Problem
Copy the following records word for word, leaving every line unchanged.

The records
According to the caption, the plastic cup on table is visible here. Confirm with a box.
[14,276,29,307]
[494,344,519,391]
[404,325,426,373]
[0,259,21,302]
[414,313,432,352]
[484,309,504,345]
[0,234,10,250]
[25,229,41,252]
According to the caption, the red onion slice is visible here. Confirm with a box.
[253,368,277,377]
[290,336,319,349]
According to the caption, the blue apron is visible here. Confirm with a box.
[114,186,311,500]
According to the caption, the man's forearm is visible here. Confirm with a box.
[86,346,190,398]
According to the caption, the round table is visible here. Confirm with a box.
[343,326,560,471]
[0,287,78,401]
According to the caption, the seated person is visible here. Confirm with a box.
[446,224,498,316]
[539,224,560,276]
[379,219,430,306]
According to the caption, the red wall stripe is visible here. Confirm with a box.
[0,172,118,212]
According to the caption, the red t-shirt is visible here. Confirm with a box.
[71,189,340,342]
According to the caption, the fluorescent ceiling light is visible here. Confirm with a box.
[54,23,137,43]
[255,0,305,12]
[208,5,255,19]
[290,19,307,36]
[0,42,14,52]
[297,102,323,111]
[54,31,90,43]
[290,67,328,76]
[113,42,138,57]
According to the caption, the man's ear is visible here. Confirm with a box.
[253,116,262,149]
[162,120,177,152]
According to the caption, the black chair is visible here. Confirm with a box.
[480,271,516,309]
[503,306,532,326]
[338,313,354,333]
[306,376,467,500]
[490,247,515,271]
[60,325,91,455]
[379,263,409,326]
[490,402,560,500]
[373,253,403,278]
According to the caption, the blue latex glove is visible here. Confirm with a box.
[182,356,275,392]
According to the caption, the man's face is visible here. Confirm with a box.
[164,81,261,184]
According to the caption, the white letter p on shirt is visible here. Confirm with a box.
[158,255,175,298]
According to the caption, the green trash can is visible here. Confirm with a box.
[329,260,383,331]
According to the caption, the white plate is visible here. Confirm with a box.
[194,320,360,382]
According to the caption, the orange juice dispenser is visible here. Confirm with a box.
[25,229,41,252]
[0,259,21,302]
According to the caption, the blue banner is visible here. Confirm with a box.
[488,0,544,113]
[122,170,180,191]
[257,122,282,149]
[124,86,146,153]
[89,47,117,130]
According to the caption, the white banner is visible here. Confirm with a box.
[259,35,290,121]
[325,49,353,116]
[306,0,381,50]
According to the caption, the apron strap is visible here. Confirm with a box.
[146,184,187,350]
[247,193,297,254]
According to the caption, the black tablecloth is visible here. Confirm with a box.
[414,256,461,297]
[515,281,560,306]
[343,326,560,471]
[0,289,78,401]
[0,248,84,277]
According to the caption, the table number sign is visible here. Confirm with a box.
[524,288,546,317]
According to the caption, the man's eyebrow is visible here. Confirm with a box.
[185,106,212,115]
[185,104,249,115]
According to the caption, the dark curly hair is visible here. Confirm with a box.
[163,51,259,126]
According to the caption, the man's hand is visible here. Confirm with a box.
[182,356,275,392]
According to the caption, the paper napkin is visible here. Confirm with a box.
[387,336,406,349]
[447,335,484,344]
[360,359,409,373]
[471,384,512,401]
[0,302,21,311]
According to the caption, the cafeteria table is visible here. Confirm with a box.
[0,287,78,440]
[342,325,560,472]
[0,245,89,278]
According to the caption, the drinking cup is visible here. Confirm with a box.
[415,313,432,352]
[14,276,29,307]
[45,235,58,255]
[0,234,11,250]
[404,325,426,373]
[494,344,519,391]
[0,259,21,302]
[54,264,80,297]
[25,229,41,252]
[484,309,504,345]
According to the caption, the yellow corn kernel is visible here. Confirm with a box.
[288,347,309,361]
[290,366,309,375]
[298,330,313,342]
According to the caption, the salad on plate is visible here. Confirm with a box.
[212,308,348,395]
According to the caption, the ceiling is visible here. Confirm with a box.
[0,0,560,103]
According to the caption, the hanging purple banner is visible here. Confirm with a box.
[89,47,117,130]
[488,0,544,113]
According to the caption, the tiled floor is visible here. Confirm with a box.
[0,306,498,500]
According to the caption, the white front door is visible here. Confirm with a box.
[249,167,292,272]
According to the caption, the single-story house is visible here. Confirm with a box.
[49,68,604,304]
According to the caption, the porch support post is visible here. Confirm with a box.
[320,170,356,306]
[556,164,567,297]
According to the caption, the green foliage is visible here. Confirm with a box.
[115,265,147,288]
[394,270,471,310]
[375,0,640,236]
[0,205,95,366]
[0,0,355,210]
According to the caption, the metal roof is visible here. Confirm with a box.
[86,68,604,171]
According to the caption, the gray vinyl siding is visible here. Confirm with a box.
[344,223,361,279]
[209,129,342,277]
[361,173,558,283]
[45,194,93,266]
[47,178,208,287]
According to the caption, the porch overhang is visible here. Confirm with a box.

Task output
According to the caption, the plastic cup on table is visible here. Confirm with a box.
[14,276,29,307]
[494,344,519,391]
[404,325,426,373]
[0,259,21,302]
[414,313,432,352]
[484,309,504,345]
[0,234,10,250]
[25,229,41,252]
According to the caption, the red onion slice is visible here. Confirm with a box.
[253,368,277,377]
[290,336,319,349]
According to the caption, the blue apron is visible here. Confirm with a box.
[114,186,311,500]
According to the caption, the man's forearm is visible here. Confirm with a box.
[86,346,190,398]
According to the caption, the round table is visible here. Confirm with a box.
[343,326,560,471]
[0,287,78,401]
According to the caption, the seated person is visible here. Confirm with a box.
[446,224,498,316]
[539,224,560,276]
[379,219,430,306]
According to the caption, the red wall stripe is visible here. Confirm with a box.
[0,172,118,212]
According to the caption, the red t-shirt is visible here. Confirm with a box.
[71,189,340,342]
According to the caption, the fluorescent ceiling light is visible here. Confirm with a box.
[54,23,137,43]
[255,0,305,12]
[208,5,255,19]
[290,19,307,36]
[0,42,14,52]
[297,102,323,111]
[54,31,90,43]
[290,67,328,76]
[113,42,138,57]
According to the caption, the man's ear is visible here. Confirm with a box.
[253,116,262,149]
[162,120,177,152]
According to the caption, the black chair is visible here. Confirm with a box.
[480,271,516,309]
[503,306,532,326]
[338,313,354,333]
[306,376,467,500]
[490,247,515,271]
[60,325,91,455]
[379,263,409,326]
[490,402,560,500]
[373,253,403,278]
According to the caption, the blue latex glove is visible here. Confirm with a box.
[182,356,275,392]
According to the caption, the man's face is visible here. Confirm with a box.
[164,81,261,184]
According to the caption, the white letter p on shirt is visible here. Confirm with a box.
[158,255,175,298]
According to the caption, the green trash can is visible here. Confirm with a box.
[329,260,383,331]
According to the caption, the white plate is visible here. Confirm with a box.
[194,320,360,382]
According to the caption, the orange juice dispenser is visible here. Confirm with a box.
[25,229,41,252]
[0,259,21,302]
According to the caption, the blue banner is visible here. Confirm with a box.
[488,0,544,113]
[122,170,180,191]
[257,122,282,149]
[124,86,146,153]
[89,47,117,130]
According to the caption, the white banner is visible here. Confirm with a box.
[259,35,290,121]
[325,49,353,116]
[306,0,381,50]
According to the caption, the apron strap is visible here. Confirm with a box.
[146,184,187,350]
[247,193,297,254]
According to the caption, the black tablecloth is visible here. Confirm with a box.
[414,256,461,297]
[515,281,560,306]
[343,326,560,471]
[0,289,78,401]
[0,248,84,277]
According to the caption, the table number sign is visible here. Confirm with a box.
[524,288,546,317]
According to the caption, the man's eyebrow is visible here. Confirm with a box.
[185,106,212,115]
[185,104,249,115]
According to the caption, the dark curly hair is visible here. Confirm with a box.
[163,51,259,126]
According to the caption, the man's hand is visible here. Confirm with a box.
[182,356,275,392]
According to the caption, the paper napkin is visible here. Confirm with a box.
[387,336,406,349]
[447,335,484,344]
[360,359,409,373]
[471,384,512,401]
[0,302,21,311]
According to the caption, the cafeteria table is visible here. Confirm with a box.
[0,287,78,440]
[342,325,560,472]
[0,245,89,278]
According to the caption, the drinking cup is visible here. Confirm with a box.
[415,313,432,352]
[14,276,29,307]
[45,235,58,255]
[0,234,11,250]
[404,325,426,373]
[494,344,519,391]
[0,259,21,302]
[54,264,80,297]
[25,229,41,252]
[484,309,504,345]
According to the caption, the yellow corn kernel is visible here. Confirm with a box.
[288,347,309,361]
[290,366,309,375]
[298,330,313,342]
According to the caption, the salad on plate is visible here. Confirm with a box.
[212,308,348,395]
According to the caption, the ceiling is visible here. Confirm with a box.
[0,0,560,103]
According to the caption, the hanging purple banner is visible here. Confirm with a box.
[89,47,117,130]
[488,0,544,113]
According to the caption, the tiled floor is visible here. Confirm with a box.
[0,306,498,500]
According to the caption, the white front door is visible here. Confirm with a box.
[249,167,292,272]
According to the caption, the single-story house is visible here. Confirm with a box.
[49,68,604,304]
According to the caption, the porch support post is visible here. Confirm with a box.
[320,170,356,306]
[556,164,567,297]
According to the caption, the green foliage is visible here. Confirm with a box.
[115,265,147,288]
[394,270,471,310]
[375,0,640,236]
[0,205,95,366]
[0,0,355,210]
According to the caption, the metal roof is visible here. Confirm with a box.
[86,68,604,171]
According to the caption, the gray vinyl siding is visible here. Confirm with a box.
[344,223,361,279]
[209,129,342,277]
[361,173,558,283]
[45,194,93,266]
[47,178,208,287]
According to the caption, the porch overhang is visible here. Confirm with a box.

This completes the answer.